Stated goal:
Find "Please annotate the bus" in the data below; transcribe the line it appears on and each line after it, exactly, to the end, and nothing else.

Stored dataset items

● ● ● ● ●

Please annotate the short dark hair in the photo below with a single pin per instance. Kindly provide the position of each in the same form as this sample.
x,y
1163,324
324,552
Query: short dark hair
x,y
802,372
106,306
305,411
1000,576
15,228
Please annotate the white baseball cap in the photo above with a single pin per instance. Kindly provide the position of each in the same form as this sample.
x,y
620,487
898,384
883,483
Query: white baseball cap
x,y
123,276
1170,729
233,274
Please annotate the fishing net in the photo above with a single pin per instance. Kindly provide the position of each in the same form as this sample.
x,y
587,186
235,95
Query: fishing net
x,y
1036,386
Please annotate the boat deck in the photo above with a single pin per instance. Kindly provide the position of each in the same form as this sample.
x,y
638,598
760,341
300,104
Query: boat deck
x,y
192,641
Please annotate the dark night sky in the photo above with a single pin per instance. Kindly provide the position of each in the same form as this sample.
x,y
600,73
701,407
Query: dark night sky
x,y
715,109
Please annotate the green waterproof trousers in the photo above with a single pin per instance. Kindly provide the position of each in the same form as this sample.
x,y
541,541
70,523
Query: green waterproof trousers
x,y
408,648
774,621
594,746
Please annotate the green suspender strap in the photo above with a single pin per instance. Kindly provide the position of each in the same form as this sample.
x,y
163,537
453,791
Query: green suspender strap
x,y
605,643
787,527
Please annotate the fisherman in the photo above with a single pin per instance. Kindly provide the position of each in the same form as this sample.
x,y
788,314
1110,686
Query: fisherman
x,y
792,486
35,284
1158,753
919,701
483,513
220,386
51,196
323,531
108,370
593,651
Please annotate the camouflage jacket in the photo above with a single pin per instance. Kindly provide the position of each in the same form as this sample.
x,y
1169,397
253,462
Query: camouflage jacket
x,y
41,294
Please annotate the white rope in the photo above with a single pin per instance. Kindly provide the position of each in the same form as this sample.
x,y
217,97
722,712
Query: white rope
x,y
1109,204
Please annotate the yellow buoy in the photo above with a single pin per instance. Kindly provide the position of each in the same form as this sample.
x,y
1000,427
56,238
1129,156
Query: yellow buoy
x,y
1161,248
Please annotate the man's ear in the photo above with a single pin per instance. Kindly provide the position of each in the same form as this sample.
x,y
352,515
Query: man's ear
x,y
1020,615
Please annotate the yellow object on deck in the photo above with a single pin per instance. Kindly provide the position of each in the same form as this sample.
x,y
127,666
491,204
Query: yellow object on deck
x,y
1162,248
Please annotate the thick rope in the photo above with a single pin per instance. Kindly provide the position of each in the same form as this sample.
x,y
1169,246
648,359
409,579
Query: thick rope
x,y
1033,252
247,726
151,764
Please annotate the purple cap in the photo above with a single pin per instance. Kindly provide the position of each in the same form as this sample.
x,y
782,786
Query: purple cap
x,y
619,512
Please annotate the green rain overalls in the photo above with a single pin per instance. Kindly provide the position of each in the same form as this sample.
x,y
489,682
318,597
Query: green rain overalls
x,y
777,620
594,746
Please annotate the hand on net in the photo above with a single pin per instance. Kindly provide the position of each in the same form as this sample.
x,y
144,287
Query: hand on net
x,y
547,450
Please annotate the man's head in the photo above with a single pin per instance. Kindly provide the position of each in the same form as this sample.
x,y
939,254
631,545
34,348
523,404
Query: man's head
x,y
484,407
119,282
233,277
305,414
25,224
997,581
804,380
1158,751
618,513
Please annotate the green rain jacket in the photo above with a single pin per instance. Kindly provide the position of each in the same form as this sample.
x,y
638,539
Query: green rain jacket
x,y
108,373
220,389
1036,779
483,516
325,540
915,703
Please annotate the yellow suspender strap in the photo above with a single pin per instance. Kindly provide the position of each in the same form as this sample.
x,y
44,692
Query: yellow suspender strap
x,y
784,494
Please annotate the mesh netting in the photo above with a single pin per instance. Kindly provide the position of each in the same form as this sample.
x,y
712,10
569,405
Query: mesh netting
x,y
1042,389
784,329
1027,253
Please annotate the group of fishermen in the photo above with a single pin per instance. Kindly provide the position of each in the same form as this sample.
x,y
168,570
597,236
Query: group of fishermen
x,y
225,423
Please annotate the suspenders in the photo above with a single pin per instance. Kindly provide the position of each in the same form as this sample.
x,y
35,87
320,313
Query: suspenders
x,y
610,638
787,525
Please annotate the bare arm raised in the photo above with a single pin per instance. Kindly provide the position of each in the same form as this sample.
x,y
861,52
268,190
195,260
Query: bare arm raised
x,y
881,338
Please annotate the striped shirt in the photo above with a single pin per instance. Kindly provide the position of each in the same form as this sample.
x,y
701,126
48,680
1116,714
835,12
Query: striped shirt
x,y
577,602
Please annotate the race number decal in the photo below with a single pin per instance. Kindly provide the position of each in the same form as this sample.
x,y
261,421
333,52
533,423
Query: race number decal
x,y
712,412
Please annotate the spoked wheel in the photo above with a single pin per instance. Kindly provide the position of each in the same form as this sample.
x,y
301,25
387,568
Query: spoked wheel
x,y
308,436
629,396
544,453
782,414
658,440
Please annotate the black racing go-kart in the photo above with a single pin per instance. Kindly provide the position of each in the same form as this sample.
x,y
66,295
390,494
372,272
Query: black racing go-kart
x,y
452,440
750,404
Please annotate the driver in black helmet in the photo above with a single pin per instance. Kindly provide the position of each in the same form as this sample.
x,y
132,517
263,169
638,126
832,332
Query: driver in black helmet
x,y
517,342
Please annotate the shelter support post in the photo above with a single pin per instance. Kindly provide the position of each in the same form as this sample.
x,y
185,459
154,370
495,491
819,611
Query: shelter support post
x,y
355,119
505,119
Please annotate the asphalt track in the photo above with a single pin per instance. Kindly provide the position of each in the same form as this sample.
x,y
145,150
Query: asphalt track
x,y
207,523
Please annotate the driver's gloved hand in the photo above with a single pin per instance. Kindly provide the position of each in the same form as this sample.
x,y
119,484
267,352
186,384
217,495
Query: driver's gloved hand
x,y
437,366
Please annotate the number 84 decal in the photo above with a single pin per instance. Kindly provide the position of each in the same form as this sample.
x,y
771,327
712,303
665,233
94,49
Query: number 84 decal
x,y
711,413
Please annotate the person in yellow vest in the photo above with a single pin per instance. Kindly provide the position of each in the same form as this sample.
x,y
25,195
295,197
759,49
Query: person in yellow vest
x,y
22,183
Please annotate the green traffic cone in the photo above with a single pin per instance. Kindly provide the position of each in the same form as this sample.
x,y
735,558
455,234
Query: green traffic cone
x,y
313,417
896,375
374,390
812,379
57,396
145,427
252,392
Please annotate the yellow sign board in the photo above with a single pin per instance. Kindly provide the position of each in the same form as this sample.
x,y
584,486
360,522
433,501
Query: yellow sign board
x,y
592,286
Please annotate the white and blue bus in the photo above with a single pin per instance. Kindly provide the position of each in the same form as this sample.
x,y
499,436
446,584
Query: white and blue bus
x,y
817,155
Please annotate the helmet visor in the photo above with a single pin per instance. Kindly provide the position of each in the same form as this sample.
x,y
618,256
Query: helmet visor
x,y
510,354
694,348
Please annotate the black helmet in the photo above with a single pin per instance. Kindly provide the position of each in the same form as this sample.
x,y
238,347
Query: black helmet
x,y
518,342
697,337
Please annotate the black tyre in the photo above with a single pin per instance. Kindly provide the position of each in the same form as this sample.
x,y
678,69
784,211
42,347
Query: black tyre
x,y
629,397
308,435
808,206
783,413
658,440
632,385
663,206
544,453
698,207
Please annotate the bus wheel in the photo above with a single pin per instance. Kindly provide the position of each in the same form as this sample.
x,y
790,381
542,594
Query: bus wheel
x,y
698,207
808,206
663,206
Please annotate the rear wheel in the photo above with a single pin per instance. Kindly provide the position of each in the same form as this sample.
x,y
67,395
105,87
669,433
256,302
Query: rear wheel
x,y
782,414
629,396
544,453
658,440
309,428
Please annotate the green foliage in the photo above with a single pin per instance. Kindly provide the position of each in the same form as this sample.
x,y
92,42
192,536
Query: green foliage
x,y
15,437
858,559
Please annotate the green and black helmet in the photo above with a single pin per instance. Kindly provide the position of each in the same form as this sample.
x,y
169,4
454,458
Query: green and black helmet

● ● ● ● ●

Solution to this problem:
Please annotate the bus wheel in the photo above with a single pin per instance. Kindly provide the position of each in the same form as this sample.
x,y
790,381
542,594
Query: bus wheel
x,y
698,207
808,206
663,206
Please annotate the rear wheel in the photo above with a single pin per instance. Kindly provide the position of each in the same form as this sample.
x,y
67,395
105,87
669,433
256,302
Query: rear wheel
x,y
782,414
629,396
544,453
658,440
309,428
Please annotate the green foliage in the photo above with a single pin per instance. Kindly provide the position of each in the same form as this sample.
x,y
92,42
192,536
Query: green foliage
x,y
15,437
858,559
Please annotate the green and black helmet in the photo above with a single pin per instance. Kindly provide the position of each in the same form as this sample.
x,y
169,4
454,458
Query: green and black helmet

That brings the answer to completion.